==== Page text
GPU acceleration is used for efficient fine-tuning.


In [None]:
args = TrainingArguments(
    output_dir="sentiment_bert",
    eval_strategy="epoch",     # <-- FIXED
    save_strategy="epoch",
    learning_rate=2e-5,
    per_device_train_batch_size=16,
    per_device_eval_batch_size=16,
    num_train_epochs=2,
    weight_decay=0.01,
    load_best_model_at_end=True,
    metric_for_best_model="f1_macro",
    report_to="none"
)


In [None]:
from transformers import DataCollatorWithPadding, Trainer

data_collator = DataCollatorWithPadding(tokenizer=tokenizer)

trainer = Trainer(
    model=model,
    args=args,
    train_dataset=train_ds,
    eval_dataset=test_ds,
    data_collator=data_collator,
    compute_metrics=compute_metrics
)

# 8. Model Training & Evaluation

The pretrained transformer is fine-tuned
on the labeled movie review dataset.

Final performance metrics:

- Accuracy ≈ 91%
- F1 Macro ≈ 91%

The model demonstrates strong generalization performance.


In [None]:
trainer.train()
trainer.evaluate()
========
==== Material supplied
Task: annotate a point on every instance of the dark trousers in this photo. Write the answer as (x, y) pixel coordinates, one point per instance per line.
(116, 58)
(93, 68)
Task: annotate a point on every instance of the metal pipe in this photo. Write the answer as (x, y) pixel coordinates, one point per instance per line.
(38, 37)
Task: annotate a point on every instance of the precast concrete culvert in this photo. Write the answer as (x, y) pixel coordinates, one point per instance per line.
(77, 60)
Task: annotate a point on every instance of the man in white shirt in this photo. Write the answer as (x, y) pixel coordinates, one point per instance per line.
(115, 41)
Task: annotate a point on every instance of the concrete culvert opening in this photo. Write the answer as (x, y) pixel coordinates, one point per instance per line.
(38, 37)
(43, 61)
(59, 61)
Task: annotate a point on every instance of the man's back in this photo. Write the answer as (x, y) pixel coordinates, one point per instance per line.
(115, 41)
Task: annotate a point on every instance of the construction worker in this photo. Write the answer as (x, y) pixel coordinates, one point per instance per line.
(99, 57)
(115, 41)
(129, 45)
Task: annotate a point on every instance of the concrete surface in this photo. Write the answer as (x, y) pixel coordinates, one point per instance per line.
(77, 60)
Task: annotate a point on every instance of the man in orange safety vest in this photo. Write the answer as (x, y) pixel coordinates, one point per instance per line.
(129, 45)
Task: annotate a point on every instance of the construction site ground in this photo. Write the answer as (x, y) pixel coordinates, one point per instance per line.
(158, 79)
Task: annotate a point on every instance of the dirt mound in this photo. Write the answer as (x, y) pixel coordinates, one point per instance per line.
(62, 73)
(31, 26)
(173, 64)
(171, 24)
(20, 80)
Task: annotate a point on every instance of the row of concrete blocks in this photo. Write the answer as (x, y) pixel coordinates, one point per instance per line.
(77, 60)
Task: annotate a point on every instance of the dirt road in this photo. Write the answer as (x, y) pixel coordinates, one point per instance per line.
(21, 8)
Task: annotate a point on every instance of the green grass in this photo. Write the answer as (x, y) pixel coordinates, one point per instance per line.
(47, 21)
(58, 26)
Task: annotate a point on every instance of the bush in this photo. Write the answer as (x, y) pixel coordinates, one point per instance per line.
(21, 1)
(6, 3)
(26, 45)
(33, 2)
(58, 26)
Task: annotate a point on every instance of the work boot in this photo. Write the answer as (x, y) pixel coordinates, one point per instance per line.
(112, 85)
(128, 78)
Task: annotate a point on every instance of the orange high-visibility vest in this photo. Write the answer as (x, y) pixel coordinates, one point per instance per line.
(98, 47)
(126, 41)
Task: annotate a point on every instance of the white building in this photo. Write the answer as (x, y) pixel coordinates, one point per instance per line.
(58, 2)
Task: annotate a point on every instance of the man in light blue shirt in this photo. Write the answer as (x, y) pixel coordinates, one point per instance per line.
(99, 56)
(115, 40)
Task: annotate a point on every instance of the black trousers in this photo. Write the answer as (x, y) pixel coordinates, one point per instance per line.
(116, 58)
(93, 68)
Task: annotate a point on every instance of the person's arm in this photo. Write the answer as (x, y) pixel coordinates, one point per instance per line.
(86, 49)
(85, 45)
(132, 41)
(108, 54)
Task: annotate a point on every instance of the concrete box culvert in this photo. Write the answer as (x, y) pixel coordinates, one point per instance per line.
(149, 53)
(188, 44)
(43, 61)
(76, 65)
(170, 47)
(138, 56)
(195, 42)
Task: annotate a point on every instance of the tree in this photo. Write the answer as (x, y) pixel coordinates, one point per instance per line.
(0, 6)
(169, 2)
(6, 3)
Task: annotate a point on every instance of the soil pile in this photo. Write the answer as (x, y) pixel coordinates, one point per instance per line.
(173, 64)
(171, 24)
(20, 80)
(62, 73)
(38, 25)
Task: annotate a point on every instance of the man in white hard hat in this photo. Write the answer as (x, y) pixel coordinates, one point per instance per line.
========
* _Stated problem_
Decide whether each statement agrees with the sentiment fine-tuning text, answering yes or no and quoting the words of the text that settle it: (a) training runs for two epochs; (b) the learning rate is set to 2e-4; (c) the reported F1 Macro is about 91%. The records were drawn from a separate source.

* _Solution below_
(a) Yes: "num_train_epochs=2,"
(b) No: "learning_rate=2e-5,"
(c) Yes: "F1 Macro ≈ 91%"